The waning influence of madarsas in UP
MADraSA Bahrul Uloom in Varanasi’s Muslim area is a two-storeyed rented place with narrow dark stairs that come alive with the chatter of hundreds of boys and girls twice a day. The morning shift is for students of kindergarten to Class VIII. Due to a shortage of space, senior students of classes IX and X come in the afternoon.
The madarsa does not have a playground, so the morning prayer in Arabic is recited by a group of girls on the mike in the Principal’s office; it plays on speakers in the classrooms.
With 1,200 students and about 40 teachers on its rolls, this madarsa, like hundreds of other such schools in Uttar Pradesh, let out a sigh of relief when earlier this month, the Supreme Court (SC) upheld the constitutional validity of the Uttar Pradesh Board of Madarsa Education Act, 2004, which provides the framework for their functioning.
In March, the Allahabad High Court had struck down the Act, saying that it violated the principles of secularism wherein the State must not identify with or favour any particular religion. The HC ruling had come like a death knell for the 16,000-odd madarsas of Uttar Pradesh, leading to much consternation in the Muslim community.
However, the SC has held that minority institutions like madarsas have the right to provide religious education and manage their own administration, but they must not compromise on quality education. The latter part is the kicker. As the matter played out in the courts, shortcomings in the standard of education provided in madarsas began to be revealed.
The legal focus on the lack of quality education in madarsas has served to intensify a growing sentiment within the community that if the madarsa system is to survive and provide some religious teaching to Muslim students, modernising their curriculum is the only way forward.

**Dataset excerpts**
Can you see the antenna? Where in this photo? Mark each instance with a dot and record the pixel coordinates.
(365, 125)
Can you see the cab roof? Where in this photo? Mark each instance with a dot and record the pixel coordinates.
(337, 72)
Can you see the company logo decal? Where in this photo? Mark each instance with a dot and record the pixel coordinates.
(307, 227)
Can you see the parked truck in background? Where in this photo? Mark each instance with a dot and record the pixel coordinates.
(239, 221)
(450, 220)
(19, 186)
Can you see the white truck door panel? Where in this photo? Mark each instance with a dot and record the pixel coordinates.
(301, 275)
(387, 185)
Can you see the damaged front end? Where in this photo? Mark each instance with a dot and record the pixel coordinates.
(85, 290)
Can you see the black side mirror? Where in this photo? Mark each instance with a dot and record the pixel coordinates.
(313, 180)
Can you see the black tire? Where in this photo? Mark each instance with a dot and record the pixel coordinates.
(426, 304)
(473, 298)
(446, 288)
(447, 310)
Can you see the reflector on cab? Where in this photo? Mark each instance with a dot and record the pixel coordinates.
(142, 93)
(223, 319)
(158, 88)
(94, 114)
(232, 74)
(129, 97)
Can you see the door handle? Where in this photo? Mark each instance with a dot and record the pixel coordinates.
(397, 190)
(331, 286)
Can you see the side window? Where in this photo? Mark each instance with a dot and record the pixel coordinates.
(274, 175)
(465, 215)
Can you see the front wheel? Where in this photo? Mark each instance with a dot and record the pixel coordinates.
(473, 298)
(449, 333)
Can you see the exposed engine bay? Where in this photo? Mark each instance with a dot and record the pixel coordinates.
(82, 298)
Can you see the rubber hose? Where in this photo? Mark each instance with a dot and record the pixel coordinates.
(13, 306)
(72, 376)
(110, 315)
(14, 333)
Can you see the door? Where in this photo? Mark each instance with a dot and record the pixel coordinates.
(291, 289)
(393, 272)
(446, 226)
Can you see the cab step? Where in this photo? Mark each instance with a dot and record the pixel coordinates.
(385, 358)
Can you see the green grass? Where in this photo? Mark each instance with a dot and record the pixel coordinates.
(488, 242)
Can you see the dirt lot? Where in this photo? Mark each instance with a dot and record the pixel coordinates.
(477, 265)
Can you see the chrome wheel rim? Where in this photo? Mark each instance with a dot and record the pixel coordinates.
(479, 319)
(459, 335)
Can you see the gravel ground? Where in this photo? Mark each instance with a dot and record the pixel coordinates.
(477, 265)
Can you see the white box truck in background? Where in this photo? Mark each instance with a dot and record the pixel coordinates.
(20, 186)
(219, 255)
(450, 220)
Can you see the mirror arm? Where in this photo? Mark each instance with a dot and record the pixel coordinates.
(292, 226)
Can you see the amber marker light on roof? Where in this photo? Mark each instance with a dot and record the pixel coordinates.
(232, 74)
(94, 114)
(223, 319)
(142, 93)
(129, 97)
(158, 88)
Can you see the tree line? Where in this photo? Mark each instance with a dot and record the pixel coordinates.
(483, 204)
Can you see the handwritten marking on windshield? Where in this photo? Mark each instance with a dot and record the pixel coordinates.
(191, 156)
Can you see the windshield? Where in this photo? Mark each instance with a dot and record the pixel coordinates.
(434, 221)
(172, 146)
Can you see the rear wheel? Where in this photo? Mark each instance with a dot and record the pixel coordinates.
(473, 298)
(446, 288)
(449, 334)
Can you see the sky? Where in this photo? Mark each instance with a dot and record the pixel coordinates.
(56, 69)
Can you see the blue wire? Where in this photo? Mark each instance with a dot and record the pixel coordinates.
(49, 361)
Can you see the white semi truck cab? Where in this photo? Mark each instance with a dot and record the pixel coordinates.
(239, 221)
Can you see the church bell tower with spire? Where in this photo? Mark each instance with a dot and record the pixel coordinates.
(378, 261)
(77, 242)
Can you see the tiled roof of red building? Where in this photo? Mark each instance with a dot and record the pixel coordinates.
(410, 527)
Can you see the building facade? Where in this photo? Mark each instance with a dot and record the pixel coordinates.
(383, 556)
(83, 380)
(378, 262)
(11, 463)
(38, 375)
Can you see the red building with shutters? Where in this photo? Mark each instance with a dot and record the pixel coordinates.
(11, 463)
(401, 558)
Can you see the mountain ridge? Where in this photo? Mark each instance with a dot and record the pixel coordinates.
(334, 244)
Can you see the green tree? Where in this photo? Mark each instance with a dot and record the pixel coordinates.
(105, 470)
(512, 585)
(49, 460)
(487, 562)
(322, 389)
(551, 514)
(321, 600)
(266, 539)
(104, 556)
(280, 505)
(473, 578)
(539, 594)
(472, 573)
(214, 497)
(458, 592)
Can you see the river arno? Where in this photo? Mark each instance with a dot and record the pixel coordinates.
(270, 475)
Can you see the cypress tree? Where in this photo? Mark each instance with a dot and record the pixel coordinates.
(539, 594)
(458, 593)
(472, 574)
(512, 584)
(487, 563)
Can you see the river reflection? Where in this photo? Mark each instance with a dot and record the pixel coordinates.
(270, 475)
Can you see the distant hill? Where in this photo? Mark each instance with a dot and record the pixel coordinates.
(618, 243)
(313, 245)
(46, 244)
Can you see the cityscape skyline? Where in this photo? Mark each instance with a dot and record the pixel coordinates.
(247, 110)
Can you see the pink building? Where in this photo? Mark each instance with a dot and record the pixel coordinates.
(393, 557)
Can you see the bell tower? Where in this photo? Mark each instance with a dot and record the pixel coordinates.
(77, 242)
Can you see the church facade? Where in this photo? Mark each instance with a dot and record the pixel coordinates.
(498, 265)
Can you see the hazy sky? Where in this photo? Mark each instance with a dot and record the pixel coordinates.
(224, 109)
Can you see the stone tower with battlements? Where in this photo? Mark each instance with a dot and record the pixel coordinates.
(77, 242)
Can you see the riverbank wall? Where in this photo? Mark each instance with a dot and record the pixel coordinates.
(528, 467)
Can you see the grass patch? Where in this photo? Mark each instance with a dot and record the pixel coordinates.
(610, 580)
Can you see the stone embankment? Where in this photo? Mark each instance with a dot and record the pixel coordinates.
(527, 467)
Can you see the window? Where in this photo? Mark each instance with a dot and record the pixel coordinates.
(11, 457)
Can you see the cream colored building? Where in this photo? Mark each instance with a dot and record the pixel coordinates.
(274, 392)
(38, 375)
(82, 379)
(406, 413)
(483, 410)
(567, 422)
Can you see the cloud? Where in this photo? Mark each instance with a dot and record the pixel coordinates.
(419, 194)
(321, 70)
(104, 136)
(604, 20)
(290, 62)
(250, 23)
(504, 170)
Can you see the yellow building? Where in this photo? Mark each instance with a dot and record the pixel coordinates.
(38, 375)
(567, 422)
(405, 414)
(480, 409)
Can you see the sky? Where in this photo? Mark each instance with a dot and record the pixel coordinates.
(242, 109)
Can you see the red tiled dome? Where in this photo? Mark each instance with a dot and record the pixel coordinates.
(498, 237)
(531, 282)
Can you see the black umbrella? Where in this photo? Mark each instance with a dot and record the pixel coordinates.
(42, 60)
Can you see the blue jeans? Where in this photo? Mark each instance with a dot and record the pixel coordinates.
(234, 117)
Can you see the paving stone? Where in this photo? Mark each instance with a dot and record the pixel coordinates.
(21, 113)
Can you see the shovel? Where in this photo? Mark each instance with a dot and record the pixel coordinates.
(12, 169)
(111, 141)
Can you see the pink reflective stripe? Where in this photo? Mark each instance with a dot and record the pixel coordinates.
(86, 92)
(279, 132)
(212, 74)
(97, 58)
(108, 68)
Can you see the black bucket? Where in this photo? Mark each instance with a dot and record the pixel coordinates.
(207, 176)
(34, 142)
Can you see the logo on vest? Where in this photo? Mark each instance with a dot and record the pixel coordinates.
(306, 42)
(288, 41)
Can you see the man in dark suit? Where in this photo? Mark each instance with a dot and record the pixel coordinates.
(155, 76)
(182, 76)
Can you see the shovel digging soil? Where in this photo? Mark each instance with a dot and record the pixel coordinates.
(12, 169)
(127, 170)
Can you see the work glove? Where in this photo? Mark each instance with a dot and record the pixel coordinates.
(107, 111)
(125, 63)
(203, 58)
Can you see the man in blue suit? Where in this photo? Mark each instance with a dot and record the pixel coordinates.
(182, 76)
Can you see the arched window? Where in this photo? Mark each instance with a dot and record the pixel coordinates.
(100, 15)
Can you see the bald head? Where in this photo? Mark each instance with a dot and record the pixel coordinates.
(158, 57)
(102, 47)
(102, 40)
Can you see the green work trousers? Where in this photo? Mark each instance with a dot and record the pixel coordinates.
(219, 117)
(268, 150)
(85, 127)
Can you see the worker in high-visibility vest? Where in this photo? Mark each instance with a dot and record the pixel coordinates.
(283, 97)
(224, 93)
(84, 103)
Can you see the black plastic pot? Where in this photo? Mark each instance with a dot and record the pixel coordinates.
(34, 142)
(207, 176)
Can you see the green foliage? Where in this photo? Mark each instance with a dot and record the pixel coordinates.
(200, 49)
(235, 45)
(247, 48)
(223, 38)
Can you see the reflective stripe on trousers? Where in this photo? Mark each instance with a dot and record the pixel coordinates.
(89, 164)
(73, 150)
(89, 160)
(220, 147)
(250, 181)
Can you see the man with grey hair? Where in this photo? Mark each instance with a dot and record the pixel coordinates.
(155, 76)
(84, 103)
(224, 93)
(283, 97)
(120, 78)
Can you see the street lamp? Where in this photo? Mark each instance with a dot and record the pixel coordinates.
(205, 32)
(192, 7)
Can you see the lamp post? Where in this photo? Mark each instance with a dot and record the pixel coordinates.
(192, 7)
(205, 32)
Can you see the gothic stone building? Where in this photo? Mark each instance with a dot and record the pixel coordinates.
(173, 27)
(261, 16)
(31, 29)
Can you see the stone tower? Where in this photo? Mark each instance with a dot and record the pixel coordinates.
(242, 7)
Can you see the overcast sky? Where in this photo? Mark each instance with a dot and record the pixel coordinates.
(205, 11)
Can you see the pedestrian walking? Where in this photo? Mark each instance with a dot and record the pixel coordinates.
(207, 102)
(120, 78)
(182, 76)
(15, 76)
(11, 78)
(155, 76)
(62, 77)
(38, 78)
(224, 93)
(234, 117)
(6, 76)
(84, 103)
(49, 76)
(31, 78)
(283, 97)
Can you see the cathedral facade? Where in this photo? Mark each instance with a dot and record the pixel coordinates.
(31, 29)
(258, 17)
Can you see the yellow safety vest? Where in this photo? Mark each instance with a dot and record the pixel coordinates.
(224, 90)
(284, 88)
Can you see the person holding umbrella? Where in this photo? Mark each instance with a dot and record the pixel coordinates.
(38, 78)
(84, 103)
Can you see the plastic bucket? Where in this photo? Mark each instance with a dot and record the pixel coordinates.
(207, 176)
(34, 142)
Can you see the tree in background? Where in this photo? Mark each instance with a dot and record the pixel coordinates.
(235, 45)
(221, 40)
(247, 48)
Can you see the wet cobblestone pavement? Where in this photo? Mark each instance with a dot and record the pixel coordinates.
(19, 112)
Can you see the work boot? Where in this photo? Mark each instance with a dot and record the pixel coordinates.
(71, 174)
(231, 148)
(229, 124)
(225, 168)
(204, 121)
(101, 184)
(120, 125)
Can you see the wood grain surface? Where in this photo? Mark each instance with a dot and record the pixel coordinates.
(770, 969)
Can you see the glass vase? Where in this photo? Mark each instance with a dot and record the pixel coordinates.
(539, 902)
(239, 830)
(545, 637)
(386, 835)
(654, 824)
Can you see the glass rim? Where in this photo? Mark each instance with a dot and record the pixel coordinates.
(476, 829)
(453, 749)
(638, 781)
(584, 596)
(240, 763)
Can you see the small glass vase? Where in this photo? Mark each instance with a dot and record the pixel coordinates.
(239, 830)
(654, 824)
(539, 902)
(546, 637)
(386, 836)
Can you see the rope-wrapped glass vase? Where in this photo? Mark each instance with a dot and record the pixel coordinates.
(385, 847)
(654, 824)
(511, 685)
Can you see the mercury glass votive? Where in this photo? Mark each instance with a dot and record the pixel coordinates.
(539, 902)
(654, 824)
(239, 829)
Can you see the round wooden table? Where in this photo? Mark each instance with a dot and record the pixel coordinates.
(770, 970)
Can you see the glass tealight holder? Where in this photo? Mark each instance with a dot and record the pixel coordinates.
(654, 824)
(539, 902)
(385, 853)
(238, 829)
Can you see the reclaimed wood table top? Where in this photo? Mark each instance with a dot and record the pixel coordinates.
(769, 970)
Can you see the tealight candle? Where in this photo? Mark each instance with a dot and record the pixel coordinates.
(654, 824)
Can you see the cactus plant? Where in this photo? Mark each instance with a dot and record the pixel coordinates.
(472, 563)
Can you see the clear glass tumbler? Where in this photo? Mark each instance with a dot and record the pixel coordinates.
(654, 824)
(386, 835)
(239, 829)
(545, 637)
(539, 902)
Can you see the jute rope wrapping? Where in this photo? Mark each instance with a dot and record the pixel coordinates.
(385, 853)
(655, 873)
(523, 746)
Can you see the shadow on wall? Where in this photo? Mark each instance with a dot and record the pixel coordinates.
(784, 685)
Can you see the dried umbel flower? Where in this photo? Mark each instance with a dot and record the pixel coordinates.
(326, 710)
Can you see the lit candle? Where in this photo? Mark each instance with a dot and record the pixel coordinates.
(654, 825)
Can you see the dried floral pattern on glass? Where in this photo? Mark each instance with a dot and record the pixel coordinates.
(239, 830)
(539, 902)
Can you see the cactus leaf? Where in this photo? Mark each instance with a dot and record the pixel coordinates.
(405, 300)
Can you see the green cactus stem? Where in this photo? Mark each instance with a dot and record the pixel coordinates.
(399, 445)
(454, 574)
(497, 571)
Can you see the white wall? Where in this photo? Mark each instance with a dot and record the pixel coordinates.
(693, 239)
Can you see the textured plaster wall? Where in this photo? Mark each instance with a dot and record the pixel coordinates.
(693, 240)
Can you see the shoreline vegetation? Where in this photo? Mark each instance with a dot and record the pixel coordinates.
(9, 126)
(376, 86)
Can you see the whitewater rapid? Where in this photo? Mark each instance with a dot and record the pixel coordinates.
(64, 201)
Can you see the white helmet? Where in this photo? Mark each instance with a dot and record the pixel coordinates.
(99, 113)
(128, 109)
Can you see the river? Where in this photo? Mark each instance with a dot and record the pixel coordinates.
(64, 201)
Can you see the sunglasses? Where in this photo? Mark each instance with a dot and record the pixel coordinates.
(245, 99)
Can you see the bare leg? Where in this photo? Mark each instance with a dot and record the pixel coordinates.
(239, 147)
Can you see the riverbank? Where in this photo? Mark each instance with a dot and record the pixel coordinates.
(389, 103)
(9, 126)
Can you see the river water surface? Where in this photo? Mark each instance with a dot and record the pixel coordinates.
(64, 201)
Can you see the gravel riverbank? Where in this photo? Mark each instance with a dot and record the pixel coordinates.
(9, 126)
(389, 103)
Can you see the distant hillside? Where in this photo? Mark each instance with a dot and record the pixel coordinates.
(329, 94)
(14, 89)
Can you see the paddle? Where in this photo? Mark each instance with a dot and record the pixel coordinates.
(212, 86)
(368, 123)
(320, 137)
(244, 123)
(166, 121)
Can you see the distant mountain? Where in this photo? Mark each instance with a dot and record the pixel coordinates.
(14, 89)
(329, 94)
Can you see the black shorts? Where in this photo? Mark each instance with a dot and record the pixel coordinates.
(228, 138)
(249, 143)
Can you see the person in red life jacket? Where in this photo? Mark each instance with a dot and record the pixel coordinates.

**Prompt**
According to the article on madarsas in Uttar Pradesh, how many students and teachers does Madarsa Bahrul Uloom have on its rolls? The records are separate from the article on madarsas in Uttar Pradesh.

**Exercise output**
It has 1,200 students and about 40 teachers.